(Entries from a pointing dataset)
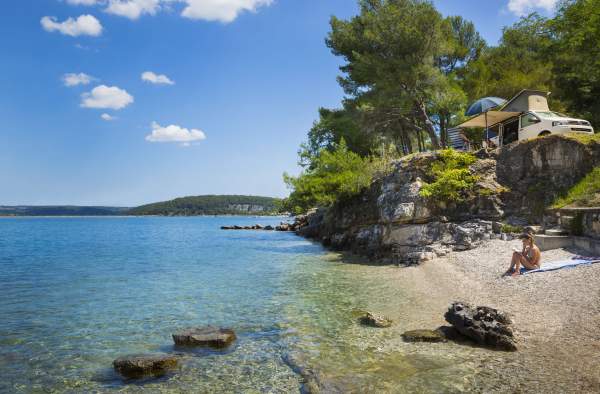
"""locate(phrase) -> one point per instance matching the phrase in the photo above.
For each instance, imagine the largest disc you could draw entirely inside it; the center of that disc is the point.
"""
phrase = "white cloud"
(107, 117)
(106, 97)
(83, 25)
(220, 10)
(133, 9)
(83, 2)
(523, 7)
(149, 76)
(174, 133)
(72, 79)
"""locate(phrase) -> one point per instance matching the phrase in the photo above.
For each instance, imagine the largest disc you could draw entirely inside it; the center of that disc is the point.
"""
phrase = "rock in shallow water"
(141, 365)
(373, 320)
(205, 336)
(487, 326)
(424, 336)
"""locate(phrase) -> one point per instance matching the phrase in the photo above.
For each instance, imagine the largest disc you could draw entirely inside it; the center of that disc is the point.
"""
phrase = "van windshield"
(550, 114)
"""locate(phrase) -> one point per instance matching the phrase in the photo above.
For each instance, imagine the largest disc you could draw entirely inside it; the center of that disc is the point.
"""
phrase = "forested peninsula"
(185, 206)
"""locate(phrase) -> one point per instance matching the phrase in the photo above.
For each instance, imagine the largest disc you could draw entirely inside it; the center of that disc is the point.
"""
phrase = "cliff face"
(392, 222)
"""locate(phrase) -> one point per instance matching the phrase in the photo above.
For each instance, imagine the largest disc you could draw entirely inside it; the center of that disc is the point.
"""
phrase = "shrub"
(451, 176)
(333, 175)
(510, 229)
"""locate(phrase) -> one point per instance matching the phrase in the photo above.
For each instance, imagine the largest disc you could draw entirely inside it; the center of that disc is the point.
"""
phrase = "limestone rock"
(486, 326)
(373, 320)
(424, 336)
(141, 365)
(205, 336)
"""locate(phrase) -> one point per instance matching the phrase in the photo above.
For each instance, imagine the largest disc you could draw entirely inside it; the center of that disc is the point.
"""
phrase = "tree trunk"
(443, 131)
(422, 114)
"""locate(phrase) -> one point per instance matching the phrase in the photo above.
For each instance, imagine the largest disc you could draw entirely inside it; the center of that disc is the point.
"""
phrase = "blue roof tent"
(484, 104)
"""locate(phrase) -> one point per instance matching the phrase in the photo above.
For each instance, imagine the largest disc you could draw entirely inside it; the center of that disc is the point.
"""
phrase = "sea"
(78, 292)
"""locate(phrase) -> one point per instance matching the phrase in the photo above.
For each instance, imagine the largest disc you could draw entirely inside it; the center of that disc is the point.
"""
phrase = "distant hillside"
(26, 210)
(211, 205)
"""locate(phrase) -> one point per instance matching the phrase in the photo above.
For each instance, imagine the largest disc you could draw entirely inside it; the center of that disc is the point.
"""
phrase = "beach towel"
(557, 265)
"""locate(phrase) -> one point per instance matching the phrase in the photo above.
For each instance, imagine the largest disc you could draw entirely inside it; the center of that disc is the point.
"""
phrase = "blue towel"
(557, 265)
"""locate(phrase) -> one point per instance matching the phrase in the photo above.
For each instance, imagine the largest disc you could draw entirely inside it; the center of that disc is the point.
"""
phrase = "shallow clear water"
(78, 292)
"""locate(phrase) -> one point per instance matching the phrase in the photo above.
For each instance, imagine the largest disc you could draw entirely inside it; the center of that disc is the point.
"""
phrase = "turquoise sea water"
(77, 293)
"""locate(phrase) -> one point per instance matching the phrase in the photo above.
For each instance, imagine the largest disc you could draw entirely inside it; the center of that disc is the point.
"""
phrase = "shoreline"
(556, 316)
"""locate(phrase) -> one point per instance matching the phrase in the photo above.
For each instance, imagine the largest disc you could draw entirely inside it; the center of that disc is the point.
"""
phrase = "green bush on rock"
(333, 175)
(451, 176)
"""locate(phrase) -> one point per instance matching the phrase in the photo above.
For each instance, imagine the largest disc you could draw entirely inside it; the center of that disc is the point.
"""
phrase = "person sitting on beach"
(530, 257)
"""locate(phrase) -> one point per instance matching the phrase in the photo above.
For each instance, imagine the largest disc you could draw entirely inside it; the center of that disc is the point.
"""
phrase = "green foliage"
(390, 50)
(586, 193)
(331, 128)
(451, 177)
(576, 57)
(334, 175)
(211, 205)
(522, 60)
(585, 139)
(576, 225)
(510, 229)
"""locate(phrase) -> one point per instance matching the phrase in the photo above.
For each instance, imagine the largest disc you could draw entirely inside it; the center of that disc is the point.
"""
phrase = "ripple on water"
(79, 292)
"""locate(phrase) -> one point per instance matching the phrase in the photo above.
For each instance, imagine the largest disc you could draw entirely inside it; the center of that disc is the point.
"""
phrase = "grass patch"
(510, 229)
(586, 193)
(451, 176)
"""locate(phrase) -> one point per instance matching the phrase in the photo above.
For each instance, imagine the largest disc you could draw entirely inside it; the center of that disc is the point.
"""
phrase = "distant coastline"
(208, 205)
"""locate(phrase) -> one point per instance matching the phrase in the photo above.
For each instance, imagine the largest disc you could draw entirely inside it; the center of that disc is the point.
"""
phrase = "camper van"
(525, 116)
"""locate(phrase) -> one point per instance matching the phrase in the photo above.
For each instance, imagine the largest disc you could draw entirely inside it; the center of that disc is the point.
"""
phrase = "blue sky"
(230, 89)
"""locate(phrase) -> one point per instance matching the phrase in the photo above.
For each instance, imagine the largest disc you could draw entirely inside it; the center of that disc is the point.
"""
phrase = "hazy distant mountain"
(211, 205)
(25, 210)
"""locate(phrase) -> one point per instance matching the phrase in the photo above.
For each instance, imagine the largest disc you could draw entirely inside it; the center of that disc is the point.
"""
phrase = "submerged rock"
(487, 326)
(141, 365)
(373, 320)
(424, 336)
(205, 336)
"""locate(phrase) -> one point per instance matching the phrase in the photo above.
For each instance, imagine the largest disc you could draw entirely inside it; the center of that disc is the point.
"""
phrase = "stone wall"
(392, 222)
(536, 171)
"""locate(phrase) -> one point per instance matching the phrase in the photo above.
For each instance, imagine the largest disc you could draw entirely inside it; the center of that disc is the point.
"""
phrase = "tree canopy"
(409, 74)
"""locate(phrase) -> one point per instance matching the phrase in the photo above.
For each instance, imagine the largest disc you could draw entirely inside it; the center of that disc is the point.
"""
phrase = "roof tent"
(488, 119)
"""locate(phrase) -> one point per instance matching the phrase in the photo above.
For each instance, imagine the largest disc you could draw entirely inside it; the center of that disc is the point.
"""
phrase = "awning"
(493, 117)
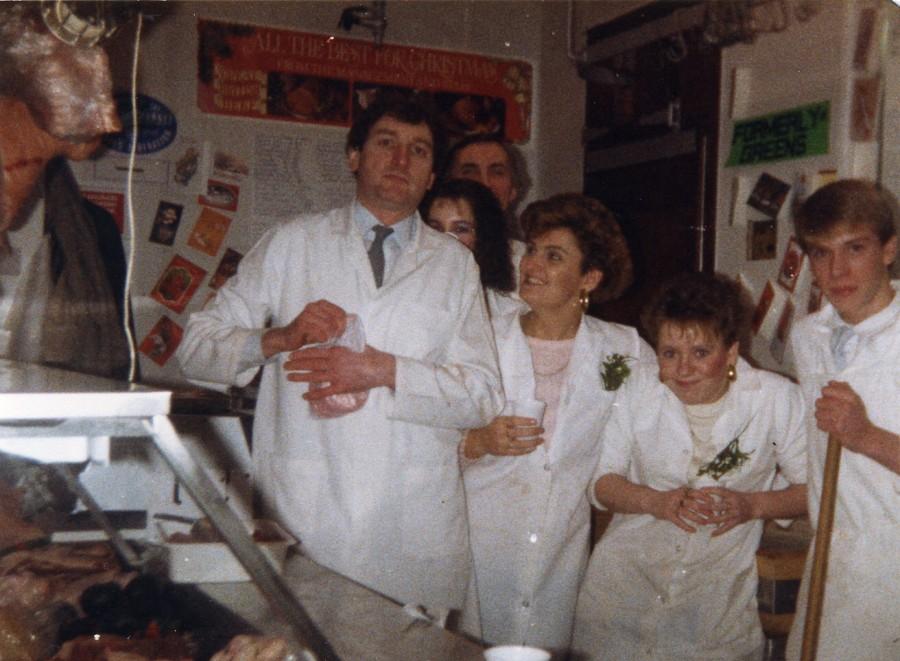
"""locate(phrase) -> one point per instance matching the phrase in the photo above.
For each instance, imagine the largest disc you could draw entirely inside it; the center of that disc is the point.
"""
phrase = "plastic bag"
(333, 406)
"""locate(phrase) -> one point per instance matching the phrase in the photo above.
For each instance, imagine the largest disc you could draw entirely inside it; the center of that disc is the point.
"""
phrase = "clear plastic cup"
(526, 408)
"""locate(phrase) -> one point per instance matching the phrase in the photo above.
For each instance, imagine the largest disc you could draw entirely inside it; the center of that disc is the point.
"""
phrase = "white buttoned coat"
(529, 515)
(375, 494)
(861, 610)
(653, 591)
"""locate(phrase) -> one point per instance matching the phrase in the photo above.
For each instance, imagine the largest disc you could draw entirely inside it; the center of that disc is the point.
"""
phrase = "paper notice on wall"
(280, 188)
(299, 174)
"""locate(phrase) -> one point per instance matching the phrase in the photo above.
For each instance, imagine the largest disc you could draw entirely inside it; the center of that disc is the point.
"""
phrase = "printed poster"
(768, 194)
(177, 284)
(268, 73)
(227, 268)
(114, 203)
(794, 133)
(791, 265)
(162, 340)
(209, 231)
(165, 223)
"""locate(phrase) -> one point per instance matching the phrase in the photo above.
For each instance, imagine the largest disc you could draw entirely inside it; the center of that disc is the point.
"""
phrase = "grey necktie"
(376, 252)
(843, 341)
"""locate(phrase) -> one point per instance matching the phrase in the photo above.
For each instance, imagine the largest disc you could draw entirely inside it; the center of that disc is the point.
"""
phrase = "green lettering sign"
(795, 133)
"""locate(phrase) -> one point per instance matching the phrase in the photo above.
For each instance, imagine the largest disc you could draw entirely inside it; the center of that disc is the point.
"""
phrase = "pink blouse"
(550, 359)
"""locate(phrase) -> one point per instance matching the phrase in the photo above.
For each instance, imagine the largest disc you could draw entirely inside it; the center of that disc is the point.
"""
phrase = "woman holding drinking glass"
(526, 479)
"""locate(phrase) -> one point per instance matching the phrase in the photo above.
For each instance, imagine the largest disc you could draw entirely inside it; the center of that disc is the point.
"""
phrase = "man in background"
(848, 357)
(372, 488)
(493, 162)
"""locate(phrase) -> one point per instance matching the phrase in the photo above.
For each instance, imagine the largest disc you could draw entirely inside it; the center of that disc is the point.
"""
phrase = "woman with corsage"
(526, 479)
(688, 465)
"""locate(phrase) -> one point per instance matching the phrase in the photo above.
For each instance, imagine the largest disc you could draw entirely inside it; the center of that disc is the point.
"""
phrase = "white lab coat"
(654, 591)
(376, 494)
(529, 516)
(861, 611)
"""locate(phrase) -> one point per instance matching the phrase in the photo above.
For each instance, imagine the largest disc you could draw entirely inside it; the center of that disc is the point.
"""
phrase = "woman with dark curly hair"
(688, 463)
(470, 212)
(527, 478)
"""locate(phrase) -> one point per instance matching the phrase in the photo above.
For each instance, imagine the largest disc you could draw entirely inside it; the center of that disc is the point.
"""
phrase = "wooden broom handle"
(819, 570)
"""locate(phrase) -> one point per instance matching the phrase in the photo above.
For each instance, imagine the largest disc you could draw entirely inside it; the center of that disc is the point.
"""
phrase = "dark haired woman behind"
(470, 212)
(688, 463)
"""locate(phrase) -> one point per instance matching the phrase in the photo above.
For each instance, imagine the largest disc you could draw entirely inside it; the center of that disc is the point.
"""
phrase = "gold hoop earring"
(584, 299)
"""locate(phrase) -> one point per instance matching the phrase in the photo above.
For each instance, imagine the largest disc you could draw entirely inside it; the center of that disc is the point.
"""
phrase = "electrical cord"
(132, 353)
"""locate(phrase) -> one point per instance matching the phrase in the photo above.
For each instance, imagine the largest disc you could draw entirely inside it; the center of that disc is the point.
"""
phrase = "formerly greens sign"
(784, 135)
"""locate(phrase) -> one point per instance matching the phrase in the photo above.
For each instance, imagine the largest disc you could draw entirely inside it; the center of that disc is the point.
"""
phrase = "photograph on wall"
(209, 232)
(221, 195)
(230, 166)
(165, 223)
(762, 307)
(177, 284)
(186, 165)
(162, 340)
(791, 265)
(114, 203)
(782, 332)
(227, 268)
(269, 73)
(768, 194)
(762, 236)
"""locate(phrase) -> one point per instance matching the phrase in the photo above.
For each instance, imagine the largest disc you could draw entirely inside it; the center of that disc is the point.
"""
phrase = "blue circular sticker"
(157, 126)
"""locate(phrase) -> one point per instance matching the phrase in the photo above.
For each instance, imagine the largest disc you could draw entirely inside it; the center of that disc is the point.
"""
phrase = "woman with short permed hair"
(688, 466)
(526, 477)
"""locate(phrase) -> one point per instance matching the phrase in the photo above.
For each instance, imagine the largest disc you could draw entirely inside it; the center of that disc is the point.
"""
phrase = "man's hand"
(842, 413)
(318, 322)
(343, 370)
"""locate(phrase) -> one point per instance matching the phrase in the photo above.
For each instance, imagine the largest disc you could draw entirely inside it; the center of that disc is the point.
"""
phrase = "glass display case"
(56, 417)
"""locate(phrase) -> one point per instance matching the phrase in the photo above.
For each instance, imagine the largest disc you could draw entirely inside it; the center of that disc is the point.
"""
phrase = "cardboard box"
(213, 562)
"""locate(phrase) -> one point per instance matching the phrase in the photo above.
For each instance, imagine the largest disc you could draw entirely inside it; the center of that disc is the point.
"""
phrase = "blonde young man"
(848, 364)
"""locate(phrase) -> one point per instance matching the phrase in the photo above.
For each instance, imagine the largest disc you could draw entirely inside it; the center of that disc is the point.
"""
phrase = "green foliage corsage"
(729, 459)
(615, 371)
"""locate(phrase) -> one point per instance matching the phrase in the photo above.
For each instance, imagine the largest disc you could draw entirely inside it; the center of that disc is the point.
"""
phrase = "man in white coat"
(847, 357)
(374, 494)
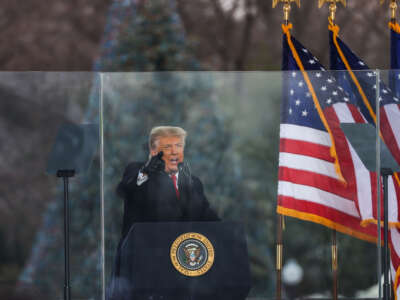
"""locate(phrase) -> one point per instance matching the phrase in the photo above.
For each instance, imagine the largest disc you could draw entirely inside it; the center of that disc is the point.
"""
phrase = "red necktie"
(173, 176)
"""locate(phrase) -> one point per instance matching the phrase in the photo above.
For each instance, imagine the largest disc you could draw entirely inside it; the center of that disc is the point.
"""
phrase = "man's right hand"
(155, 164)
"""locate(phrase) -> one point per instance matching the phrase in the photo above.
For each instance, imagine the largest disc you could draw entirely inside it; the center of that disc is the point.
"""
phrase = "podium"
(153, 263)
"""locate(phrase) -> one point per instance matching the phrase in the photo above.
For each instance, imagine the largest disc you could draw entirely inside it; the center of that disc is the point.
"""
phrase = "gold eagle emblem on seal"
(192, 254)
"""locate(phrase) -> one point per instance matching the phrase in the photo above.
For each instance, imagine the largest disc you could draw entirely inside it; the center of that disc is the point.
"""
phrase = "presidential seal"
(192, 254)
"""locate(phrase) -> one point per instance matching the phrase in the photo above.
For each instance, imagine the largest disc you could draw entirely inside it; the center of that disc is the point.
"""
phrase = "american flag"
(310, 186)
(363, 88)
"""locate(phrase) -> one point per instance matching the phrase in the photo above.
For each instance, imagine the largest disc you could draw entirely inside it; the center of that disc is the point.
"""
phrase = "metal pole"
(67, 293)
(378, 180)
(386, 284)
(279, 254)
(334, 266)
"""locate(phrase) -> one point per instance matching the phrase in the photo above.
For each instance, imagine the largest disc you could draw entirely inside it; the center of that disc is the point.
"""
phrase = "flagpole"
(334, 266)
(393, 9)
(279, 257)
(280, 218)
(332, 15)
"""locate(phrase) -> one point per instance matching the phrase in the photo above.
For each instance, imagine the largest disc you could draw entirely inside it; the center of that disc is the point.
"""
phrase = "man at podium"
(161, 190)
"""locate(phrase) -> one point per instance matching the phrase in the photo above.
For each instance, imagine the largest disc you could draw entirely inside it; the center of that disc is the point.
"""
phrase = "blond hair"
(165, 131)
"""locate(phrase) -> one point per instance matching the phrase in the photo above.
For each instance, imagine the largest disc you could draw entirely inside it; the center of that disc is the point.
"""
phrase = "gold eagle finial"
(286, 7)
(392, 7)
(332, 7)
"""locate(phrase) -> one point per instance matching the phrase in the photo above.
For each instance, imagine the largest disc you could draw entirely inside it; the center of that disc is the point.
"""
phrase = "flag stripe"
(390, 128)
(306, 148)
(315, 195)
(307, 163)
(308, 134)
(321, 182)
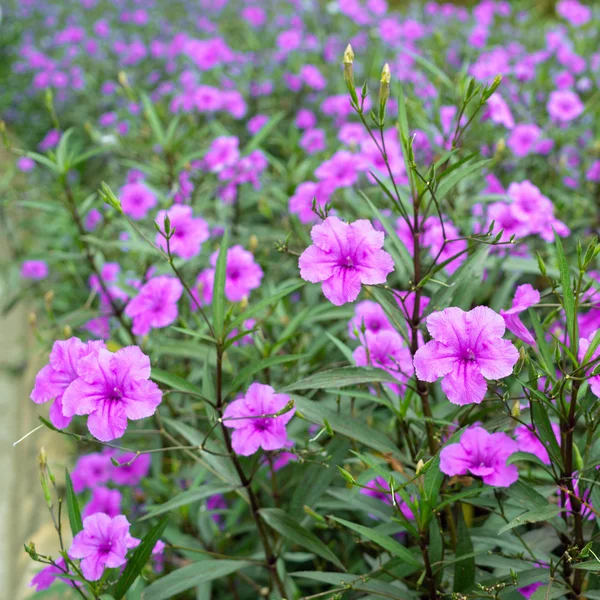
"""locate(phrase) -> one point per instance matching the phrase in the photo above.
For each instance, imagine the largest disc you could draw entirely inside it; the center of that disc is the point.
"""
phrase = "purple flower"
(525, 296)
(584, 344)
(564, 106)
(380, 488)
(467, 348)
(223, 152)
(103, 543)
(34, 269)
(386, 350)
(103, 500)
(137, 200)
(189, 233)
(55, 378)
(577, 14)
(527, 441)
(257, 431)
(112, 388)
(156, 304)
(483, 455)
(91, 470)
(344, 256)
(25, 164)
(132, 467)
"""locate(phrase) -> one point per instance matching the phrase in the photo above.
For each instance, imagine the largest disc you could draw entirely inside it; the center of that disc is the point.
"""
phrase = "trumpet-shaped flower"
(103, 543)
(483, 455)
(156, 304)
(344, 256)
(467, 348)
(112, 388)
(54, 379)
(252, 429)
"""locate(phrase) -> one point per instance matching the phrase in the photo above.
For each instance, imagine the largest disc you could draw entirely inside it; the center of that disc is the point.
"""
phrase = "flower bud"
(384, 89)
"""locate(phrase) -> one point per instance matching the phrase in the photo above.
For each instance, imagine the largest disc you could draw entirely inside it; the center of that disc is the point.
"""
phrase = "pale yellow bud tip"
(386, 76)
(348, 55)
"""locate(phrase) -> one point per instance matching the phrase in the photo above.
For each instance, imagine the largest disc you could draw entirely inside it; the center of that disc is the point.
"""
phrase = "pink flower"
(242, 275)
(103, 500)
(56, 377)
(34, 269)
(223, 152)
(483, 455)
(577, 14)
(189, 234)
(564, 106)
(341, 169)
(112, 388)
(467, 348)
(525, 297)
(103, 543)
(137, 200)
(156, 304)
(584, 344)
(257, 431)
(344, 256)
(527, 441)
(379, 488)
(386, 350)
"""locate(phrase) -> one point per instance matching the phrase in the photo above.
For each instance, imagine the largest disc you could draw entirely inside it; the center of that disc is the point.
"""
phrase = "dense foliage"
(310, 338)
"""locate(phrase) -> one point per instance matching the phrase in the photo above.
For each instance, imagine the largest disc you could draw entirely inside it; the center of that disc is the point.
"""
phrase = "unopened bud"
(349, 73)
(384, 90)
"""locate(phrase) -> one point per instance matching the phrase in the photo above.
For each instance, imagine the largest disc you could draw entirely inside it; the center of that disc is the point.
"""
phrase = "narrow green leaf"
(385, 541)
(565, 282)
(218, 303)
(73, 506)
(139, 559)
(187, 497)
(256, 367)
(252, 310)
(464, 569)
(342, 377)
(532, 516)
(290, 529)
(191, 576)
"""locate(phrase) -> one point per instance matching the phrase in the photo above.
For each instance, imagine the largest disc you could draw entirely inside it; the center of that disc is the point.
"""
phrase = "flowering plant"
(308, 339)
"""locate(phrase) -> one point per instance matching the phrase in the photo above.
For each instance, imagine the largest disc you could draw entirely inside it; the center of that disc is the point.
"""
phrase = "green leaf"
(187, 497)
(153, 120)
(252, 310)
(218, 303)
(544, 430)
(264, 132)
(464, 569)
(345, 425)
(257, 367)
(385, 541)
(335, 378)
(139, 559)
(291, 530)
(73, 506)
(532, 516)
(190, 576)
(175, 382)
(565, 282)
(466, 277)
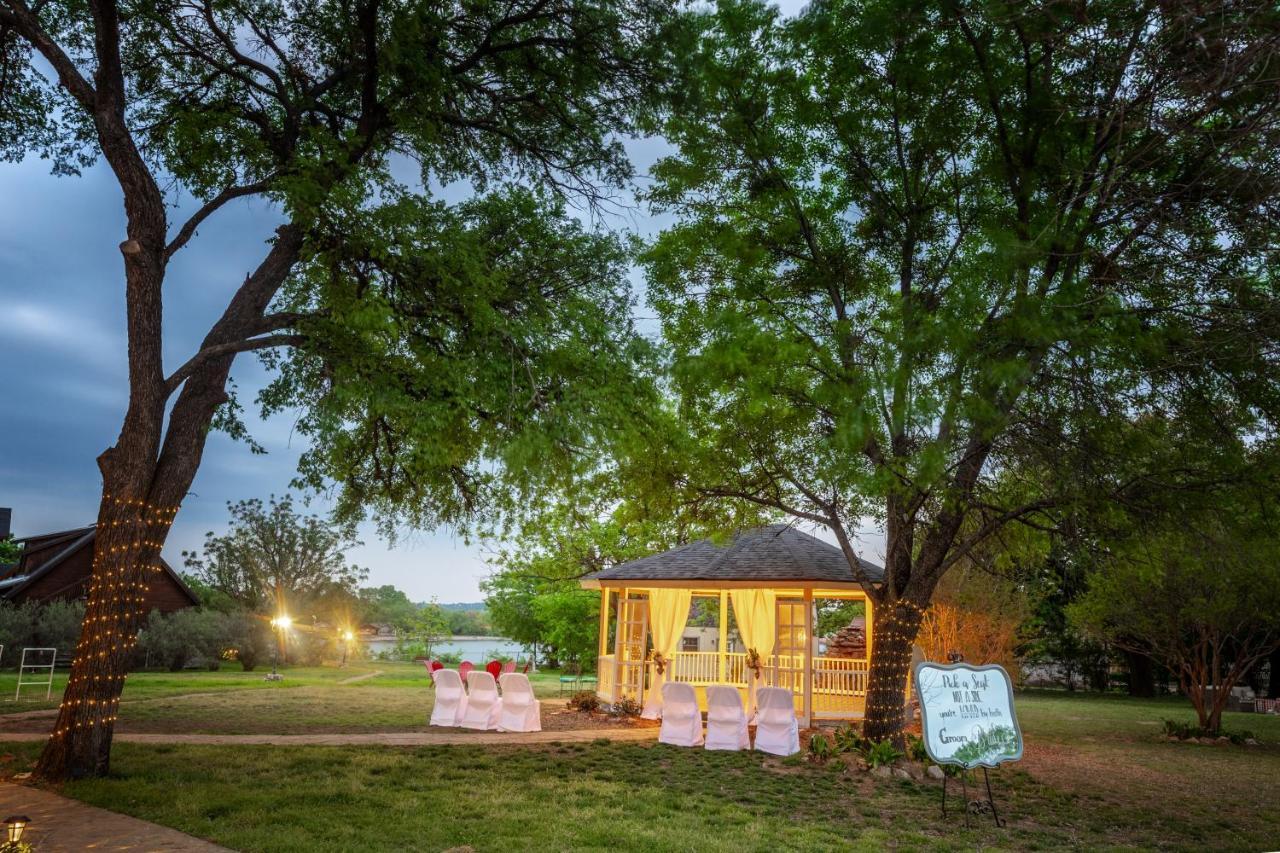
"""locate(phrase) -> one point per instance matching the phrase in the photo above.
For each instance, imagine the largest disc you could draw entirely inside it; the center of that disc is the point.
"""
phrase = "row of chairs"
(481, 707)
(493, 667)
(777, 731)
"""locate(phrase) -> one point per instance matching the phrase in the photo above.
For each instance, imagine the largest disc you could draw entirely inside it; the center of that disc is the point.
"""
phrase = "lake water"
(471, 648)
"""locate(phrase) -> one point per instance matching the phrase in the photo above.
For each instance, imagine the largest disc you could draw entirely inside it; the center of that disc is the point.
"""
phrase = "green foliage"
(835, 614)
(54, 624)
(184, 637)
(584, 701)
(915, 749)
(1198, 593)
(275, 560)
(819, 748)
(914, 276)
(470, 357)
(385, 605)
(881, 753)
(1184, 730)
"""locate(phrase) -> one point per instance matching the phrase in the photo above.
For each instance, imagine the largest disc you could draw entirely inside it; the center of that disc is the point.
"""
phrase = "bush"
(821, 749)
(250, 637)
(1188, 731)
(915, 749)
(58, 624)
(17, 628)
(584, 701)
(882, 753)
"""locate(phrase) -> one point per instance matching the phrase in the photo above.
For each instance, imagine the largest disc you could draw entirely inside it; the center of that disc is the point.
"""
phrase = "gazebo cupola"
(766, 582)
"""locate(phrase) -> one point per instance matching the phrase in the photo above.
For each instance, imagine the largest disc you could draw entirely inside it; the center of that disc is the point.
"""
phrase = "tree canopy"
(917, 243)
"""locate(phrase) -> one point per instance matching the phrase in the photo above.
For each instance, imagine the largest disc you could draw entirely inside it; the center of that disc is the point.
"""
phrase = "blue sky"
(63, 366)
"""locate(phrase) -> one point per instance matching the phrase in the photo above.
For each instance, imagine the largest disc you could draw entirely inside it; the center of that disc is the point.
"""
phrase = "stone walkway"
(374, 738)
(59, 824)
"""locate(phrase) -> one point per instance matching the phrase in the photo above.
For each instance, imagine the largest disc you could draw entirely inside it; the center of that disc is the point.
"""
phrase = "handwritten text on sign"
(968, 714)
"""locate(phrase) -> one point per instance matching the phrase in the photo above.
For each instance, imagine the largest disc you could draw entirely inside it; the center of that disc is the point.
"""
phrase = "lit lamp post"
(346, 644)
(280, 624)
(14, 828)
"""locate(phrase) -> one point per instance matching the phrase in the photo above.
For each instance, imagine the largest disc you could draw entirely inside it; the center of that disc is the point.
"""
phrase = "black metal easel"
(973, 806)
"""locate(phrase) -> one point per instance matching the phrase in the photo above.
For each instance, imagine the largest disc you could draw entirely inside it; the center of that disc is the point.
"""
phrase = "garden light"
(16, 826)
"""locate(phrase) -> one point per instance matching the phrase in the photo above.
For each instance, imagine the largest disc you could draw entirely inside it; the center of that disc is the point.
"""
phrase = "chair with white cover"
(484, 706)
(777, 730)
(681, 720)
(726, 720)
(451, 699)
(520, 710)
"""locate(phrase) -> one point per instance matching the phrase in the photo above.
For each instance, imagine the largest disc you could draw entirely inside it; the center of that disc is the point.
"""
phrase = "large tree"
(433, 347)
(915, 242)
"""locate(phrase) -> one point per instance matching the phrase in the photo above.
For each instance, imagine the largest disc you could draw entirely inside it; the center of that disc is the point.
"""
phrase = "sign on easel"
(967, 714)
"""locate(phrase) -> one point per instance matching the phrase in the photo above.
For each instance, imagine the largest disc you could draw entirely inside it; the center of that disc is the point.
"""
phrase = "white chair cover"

### [What to do]
Find each line of the listing above that contains the word "roof" and copy those lines out.

### [Result of the exercise]
phrase = "blue roof tent"
phrase = "roof tent"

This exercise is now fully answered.